[Rows from a dataset]
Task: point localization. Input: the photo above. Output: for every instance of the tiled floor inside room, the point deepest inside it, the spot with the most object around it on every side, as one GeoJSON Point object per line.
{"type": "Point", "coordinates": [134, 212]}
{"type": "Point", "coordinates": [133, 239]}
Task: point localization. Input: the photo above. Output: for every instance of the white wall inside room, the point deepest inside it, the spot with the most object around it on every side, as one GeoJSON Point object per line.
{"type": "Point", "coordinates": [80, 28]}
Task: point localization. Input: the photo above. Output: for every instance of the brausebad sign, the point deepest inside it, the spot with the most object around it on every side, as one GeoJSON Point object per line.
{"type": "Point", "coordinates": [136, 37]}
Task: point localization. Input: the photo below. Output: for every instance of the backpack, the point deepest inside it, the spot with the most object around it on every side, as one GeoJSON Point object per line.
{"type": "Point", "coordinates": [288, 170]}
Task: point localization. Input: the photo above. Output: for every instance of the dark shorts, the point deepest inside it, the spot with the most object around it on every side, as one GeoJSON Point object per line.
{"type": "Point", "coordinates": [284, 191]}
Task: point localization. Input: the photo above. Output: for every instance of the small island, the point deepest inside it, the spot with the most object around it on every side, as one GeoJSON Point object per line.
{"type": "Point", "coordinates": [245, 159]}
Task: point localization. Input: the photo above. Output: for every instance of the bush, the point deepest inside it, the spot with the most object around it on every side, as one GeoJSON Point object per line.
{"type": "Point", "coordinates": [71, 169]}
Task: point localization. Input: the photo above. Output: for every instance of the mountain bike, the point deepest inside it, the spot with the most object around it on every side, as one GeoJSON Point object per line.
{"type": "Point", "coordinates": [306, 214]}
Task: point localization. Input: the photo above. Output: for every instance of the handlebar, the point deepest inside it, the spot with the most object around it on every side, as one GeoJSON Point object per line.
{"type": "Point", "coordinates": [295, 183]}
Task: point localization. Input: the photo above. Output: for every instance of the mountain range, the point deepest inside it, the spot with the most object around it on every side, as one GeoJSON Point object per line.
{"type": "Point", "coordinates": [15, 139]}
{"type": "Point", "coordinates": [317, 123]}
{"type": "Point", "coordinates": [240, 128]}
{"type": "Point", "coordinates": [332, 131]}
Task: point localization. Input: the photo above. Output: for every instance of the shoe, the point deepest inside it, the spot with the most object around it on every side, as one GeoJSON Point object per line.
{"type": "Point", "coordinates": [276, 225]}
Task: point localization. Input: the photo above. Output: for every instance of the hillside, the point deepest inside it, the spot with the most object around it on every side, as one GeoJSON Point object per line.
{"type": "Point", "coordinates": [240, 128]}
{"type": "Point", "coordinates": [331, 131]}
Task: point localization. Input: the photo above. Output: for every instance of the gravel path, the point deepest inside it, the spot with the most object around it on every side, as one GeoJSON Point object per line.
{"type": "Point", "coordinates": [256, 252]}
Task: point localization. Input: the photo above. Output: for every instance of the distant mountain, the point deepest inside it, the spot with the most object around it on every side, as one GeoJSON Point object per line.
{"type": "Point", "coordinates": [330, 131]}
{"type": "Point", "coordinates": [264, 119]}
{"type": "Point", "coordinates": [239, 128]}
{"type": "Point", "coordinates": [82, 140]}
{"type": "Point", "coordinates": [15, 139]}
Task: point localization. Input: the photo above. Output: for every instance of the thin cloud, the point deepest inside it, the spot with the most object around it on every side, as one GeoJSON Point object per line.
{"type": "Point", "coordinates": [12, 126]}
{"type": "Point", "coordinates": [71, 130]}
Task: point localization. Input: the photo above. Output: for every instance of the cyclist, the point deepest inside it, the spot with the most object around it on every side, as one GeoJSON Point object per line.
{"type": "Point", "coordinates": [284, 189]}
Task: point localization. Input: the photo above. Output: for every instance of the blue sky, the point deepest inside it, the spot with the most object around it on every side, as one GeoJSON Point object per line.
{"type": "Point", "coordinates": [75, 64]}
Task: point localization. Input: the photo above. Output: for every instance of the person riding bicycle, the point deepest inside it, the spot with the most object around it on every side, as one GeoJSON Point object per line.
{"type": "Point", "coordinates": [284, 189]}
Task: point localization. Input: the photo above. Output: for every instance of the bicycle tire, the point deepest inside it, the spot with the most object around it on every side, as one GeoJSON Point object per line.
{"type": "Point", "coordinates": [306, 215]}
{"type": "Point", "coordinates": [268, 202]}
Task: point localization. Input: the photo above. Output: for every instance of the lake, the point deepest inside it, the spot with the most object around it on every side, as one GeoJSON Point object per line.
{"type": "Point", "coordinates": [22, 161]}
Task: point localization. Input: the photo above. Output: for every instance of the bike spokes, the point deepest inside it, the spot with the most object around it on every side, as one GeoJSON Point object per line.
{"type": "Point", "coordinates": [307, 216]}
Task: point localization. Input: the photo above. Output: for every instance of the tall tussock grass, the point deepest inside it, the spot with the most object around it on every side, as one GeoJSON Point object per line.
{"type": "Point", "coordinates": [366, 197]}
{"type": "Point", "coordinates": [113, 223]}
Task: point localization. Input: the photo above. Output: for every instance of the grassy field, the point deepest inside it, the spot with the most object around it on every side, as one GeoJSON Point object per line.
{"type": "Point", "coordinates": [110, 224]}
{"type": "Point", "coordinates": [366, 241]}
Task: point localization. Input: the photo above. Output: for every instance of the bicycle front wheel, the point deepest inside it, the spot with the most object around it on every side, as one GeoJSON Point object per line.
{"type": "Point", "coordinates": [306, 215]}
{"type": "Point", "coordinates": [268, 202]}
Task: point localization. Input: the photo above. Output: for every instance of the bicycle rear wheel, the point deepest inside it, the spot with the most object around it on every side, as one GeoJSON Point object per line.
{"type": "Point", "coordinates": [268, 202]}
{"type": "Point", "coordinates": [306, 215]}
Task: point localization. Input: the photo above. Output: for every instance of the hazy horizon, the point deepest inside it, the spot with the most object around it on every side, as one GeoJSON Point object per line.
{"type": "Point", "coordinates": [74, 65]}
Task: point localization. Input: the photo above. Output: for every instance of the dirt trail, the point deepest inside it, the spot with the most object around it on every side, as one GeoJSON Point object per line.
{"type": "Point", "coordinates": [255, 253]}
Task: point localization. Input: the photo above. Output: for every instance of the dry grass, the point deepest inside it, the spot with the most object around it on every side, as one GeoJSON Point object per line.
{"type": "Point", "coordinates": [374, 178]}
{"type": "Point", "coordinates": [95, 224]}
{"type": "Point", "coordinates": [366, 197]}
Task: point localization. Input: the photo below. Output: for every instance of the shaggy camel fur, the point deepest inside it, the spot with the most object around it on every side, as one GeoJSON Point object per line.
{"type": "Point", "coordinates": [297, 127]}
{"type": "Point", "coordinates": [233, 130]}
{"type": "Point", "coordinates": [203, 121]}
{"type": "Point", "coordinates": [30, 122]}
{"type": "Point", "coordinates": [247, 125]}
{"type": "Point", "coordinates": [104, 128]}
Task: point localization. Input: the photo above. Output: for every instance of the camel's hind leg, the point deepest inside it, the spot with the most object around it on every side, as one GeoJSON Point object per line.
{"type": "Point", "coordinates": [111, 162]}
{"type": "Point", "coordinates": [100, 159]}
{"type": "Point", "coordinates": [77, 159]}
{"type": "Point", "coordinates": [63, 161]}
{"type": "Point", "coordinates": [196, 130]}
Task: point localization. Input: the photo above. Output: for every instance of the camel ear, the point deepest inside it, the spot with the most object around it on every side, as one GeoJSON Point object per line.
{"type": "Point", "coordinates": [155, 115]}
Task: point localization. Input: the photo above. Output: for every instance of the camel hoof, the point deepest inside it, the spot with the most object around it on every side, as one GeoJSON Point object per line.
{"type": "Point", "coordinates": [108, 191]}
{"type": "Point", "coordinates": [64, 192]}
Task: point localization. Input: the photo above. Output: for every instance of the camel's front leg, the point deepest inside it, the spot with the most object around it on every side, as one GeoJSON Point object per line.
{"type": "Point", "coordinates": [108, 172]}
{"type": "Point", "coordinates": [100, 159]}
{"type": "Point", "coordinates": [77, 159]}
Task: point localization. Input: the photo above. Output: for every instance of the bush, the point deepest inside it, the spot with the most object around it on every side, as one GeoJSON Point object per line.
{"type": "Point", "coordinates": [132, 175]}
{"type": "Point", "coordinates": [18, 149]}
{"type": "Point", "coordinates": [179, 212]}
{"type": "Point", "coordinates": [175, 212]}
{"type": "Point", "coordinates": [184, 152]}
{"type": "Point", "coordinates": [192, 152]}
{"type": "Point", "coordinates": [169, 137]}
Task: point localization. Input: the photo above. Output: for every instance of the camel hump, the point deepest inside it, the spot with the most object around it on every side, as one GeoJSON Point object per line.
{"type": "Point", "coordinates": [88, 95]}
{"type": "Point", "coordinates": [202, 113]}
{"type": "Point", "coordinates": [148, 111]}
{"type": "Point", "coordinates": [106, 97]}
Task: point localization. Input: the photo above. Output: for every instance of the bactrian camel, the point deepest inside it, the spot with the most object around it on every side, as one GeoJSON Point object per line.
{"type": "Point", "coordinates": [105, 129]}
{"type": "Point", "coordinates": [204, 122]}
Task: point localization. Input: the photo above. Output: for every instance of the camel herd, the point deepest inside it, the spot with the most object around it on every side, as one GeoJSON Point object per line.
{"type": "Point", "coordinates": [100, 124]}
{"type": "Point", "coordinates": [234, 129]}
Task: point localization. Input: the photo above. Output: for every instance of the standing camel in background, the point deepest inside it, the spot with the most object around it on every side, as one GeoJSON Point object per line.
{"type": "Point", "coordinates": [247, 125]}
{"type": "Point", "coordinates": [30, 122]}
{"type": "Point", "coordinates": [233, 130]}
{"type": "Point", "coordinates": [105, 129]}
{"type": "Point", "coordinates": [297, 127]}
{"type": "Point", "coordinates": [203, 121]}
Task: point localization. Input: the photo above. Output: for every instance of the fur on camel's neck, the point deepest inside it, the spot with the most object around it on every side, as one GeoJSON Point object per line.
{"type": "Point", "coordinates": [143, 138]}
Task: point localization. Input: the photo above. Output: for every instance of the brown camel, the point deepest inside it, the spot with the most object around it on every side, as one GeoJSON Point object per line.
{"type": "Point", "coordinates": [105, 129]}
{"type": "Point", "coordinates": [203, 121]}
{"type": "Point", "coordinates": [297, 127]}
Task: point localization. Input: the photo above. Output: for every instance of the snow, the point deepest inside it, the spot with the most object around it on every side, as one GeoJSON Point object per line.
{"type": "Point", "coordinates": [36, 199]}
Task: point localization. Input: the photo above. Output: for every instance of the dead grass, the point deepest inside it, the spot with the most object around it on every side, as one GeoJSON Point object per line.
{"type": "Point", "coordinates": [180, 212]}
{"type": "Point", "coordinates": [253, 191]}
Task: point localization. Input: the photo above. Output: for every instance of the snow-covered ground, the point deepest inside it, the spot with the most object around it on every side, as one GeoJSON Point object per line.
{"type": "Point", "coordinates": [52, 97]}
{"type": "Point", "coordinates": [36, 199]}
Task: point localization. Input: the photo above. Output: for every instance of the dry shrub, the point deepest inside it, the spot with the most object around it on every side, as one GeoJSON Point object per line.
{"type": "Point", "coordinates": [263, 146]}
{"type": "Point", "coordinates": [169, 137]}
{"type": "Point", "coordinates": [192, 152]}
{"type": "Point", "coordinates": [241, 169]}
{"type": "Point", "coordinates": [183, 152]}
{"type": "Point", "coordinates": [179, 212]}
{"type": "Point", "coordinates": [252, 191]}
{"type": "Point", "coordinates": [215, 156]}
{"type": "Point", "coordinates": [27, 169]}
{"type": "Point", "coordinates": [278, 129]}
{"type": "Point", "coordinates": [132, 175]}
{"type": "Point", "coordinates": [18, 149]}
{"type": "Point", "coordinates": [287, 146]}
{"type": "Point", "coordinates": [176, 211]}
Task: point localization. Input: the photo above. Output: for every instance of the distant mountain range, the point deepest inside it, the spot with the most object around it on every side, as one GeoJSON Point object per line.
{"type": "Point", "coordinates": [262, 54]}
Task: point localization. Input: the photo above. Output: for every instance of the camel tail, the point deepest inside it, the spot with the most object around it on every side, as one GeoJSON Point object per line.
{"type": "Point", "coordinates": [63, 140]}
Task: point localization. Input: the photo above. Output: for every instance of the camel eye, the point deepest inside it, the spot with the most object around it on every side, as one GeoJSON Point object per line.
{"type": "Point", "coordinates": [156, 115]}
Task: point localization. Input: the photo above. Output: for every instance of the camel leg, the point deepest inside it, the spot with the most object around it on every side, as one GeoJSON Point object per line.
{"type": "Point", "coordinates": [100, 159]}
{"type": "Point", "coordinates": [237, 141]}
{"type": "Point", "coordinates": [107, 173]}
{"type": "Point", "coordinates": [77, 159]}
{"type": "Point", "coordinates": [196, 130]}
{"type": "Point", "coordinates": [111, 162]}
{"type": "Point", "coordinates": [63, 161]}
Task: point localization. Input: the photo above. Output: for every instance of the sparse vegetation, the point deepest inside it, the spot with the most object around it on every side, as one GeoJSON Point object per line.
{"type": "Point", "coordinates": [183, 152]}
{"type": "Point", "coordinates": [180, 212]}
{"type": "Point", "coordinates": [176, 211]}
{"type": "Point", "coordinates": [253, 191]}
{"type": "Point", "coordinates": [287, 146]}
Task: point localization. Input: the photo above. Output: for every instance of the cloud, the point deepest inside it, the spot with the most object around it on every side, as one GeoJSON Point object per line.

> [Objective] Repeat only the stretch of lines that begins at the line containing "camel tail, the" and ends at the last line above, both included.

> [Solution below]
Task: point localization. Input: the photo above. Output: for every instance of the camel tail, the point deepest inside it, the spot with the most object around it on every side, as one GeoJSON Point object per line.
{"type": "Point", "coordinates": [63, 140]}
Task: point localization. Input: the photo above. Output: for every instance of the camel eye, the point deepest inside it, the spot with the most object around it on every side, as one GeoJSON Point object per line.
{"type": "Point", "coordinates": [156, 115]}
Task: point localization. Input: the photo above. Output: for every instance of the camel leg, the point deepest inside it, the spot with the most object around it on every side, as one GeoJSON Point object per line.
{"type": "Point", "coordinates": [100, 159]}
{"type": "Point", "coordinates": [237, 141]}
{"type": "Point", "coordinates": [107, 173]}
{"type": "Point", "coordinates": [77, 159]}
{"type": "Point", "coordinates": [196, 130]}
{"type": "Point", "coordinates": [111, 162]}
{"type": "Point", "coordinates": [63, 161]}
Task: point localization. Input: the photo above. Output: for every instance of the sparse vegetation, the point deepest inside it, the spot with the most object around it on every side, as one GeoJSON Point object per line.
{"type": "Point", "coordinates": [183, 152]}
{"type": "Point", "coordinates": [180, 212]}
{"type": "Point", "coordinates": [176, 211]}
{"type": "Point", "coordinates": [253, 191]}
{"type": "Point", "coordinates": [287, 146]}
Task: point localization. Input: the photo above. Output: for every instance of the cloud, the point deepest inside it, the spot with the most object around it on every side, as one GeoJSON Point object per line.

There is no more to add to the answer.